(Rows from a dataset)
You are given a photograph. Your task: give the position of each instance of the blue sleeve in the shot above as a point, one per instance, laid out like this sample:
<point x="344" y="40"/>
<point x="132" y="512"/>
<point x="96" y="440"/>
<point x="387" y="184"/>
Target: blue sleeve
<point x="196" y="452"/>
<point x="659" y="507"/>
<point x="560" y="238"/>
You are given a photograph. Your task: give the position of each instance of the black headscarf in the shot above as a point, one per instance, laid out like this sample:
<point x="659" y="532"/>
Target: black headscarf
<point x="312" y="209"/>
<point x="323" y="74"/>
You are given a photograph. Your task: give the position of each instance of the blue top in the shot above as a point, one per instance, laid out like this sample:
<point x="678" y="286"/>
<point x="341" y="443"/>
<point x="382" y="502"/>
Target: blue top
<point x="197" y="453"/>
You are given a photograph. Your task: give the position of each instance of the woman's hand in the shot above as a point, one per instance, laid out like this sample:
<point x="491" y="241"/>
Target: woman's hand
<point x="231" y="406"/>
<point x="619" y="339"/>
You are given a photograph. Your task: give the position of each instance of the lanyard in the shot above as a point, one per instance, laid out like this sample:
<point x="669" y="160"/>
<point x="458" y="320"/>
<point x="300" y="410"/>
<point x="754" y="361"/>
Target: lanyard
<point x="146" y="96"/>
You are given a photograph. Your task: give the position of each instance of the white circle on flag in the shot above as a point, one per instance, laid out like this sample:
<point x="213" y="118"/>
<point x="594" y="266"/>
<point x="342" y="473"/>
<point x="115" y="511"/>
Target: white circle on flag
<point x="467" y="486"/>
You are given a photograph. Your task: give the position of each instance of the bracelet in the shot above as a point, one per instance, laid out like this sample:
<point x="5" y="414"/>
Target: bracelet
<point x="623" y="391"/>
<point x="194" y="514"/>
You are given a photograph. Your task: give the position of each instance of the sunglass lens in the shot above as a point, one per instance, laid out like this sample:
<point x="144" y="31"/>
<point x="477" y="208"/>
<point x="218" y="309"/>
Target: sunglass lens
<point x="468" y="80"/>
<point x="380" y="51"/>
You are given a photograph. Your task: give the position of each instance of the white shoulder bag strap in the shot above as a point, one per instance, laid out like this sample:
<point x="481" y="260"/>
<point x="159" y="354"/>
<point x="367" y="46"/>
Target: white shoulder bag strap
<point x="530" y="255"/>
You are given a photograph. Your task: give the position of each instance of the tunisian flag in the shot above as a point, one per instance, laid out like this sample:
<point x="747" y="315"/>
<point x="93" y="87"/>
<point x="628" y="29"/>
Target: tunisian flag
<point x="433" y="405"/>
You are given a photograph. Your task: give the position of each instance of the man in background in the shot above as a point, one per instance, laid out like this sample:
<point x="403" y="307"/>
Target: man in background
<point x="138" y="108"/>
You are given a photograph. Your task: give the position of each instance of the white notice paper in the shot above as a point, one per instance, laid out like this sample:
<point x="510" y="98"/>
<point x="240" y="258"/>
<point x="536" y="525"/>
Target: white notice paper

*STATED EXERCISE*: Convert every line of the entries above into a single numbered list, leaving out any blank lines.

*WRITTEN RESPONSE*:
1. You are given a photograph. Your task: give the position of each instance of the blue sleeve in the shot above as a point, one per instance, laid out like this sample:
2. <point x="344" y="40"/>
3. <point x="132" y="512"/>
4. <point x="96" y="440"/>
5. <point x="387" y="184"/>
6. Target: blue sleeve
7. <point x="196" y="452"/>
8. <point x="659" y="507"/>
9. <point x="560" y="238"/>
10. You are given a photograph. Your task: give the position of each instance of the black headscarf in the shot above as a point, one per instance, laid out like this sample:
11. <point x="659" y="532"/>
12. Target: black headscarf
13. <point x="312" y="209"/>
14. <point x="323" y="74"/>
15. You are given a photograph. Your task: give the position of each instance of the blue top in the shot above as a point, one per instance, laid out like this sample:
16. <point x="678" y="286"/>
17. <point x="341" y="443"/>
18. <point x="382" y="502"/>
19. Target: blue top
20. <point x="197" y="453"/>
21. You are given a photograph. Your task: give the position of each instance of the woman's hand in the shot above as a point, one per instance, laid out like this sample:
22. <point x="491" y="241"/>
23. Target: woman's hand
24. <point x="231" y="406"/>
25. <point x="619" y="339"/>
26. You are given a photograph. Your task: give the position of each instance of the lanyard in the shot above as a point, one per instance, laid out like this sample:
27. <point x="669" y="160"/>
28. <point x="458" y="320"/>
29. <point x="300" y="410"/>
30. <point x="754" y="361"/>
31. Target: lanyard
32. <point x="146" y="96"/>
33. You are given a photograph. Your task: give the position of each instance of the white circle on flag in the shot above as a point, one per instance, laid out like this sample:
34. <point x="213" y="118"/>
35. <point x="594" y="266"/>
36. <point x="342" y="473"/>
37. <point x="115" y="511"/>
38. Target: white circle on flag
39. <point x="467" y="486"/>
40. You are given a photograph. Your task: give the position of each instance of the bracelet in the shot above as a point, one per instance, laid out like this sample:
41. <point x="5" y="414"/>
42. Target: bracelet
43. <point x="623" y="391"/>
44. <point x="194" y="514"/>
45. You are given a photograph. Your task: give the position of each instance of the sunglass lens in the shot above as a point, one per instance, laid out like this sample:
46. <point x="144" y="31"/>
47. <point x="477" y="208"/>
48. <point x="218" y="309"/>
49. Target: sunglass lens
50. <point x="468" y="80"/>
51. <point x="380" y="51"/>
52. You are given a photograph. Your task: give the position of each instance of the white shoulder bag strap in the shot above as a point, one per instance, laid out like this sample:
53. <point x="481" y="260"/>
54. <point x="159" y="354"/>
55. <point x="367" y="46"/>
56. Target: white shoulder bag strap
57. <point x="530" y="255"/>
58. You are given a photograph. Your task: give the position of each instance of the tunisian flag in the shot above as a point, one per instance, laid out like this sample:
59. <point x="747" y="315"/>
60. <point x="93" y="87"/>
61. <point x="628" y="29"/>
62. Target: tunisian flag
63. <point x="433" y="405"/>
64. You are given a photograph. Your task: give the position of each instance of the man in background in the shot above as a point, one per instance, laid out like this sample:
65. <point x="403" y="307"/>
66. Target: man in background
67. <point x="138" y="108"/>
68. You are given a photograph. Your task: give the position of each instance of the white notice paper in the shot above as a point, one per instance, laid out like this sample:
69. <point x="510" y="98"/>
70. <point x="240" y="258"/>
71. <point x="536" y="525"/>
72. Target: white notice paper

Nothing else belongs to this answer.